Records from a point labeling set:
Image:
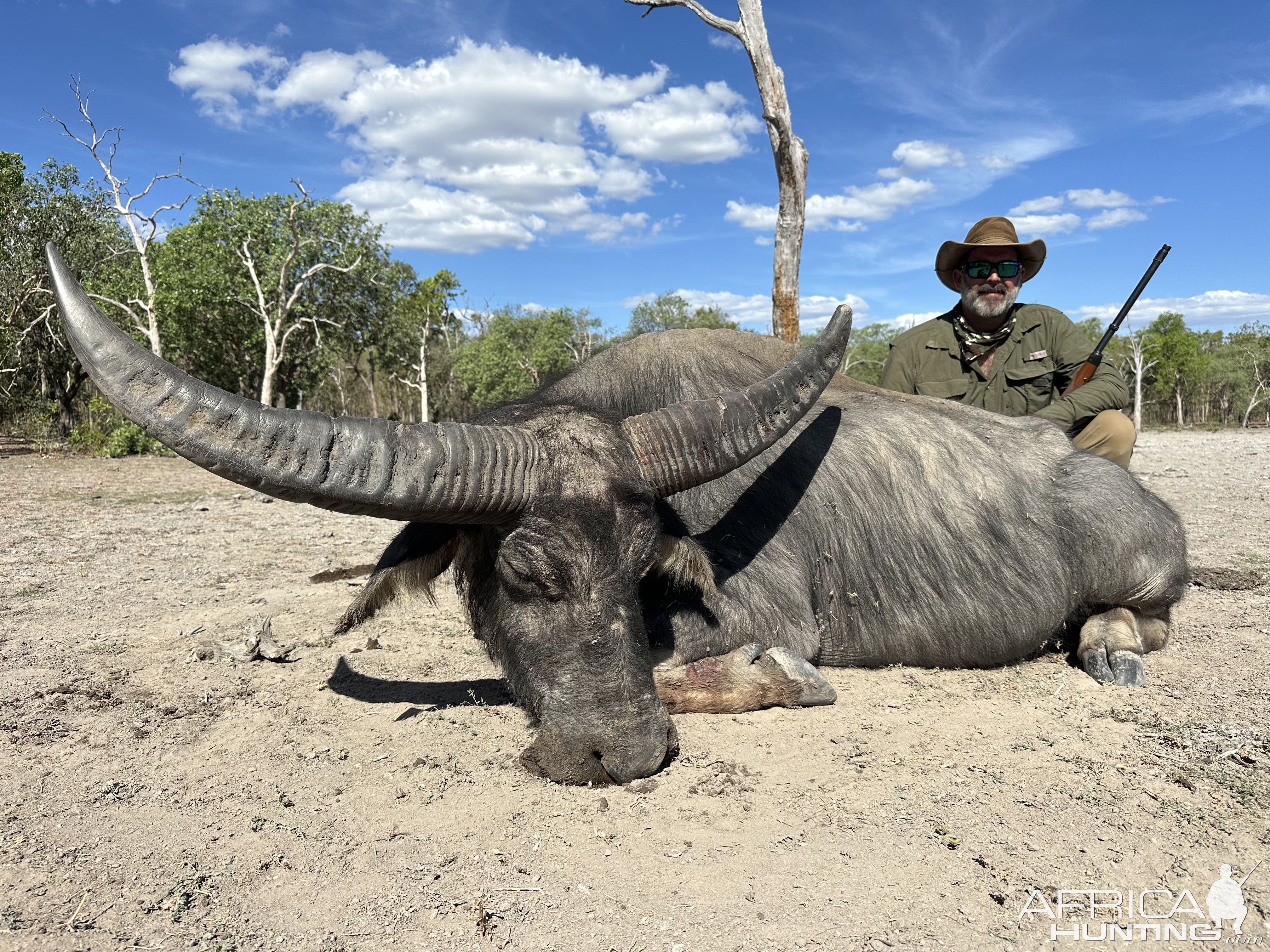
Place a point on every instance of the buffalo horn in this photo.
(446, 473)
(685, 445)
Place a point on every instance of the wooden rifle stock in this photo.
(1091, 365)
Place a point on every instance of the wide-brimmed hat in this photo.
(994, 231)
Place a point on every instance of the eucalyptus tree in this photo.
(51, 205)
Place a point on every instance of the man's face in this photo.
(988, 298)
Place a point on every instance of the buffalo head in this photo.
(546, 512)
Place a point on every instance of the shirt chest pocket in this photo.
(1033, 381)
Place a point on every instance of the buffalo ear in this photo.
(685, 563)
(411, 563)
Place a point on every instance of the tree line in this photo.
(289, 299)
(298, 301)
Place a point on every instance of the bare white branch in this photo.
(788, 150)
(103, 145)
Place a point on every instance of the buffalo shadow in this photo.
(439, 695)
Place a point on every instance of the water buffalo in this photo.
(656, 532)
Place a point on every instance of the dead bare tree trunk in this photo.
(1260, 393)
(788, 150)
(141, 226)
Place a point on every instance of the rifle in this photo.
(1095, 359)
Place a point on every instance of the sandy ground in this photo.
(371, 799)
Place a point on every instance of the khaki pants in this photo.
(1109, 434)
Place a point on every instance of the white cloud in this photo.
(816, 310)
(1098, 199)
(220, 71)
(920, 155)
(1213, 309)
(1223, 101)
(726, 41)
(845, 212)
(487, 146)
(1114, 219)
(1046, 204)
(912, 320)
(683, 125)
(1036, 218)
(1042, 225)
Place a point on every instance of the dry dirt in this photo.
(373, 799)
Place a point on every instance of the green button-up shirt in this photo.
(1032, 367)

> **Stated problem**
Please rewrite the material, starting with the line containing "Place a point on every instance of the tree" and continuing through the end of the material, replacing "khaki pants" with "tan trousers" and leaving everything else unchanged.

> **Result of the task**
Place a point on every instance of the tree line in this photo.
(289, 299)
(298, 301)
Place a point on every instance of the bare white branch in this photo.
(788, 150)
(103, 145)
Place a point on every instance of the buffalo shadow in this photo.
(439, 695)
Place a point on every instance of the water buffalo in this photo.
(656, 532)
Place a point on every instance of the dead bare tree trunk in this photo.
(1260, 393)
(788, 150)
(141, 226)
Place a point on every instance of the rifle in this photo.
(1095, 359)
Place a point on every instance of the sandy ground in this photo.
(371, 799)
Place a point on every instance of the tan trousers in this photo.
(1109, 434)
Place a point on every instance of the white cloud in this photo.
(816, 310)
(1098, 199)
(220, 71)
(920, 155)
(1213, 309)
(1223, 101)
(726, 41)
(845, 212)
(487, 146)
(1114, 219)
(1046, 204)
(912, 320)
(683, 125)
(1036, 218)
(1042, 225)
Place a point on every instance of the dry dirt in this photo.
(373, 799)
Place a point on every instance of the green button-up shirt in this photo.
(1032, 367)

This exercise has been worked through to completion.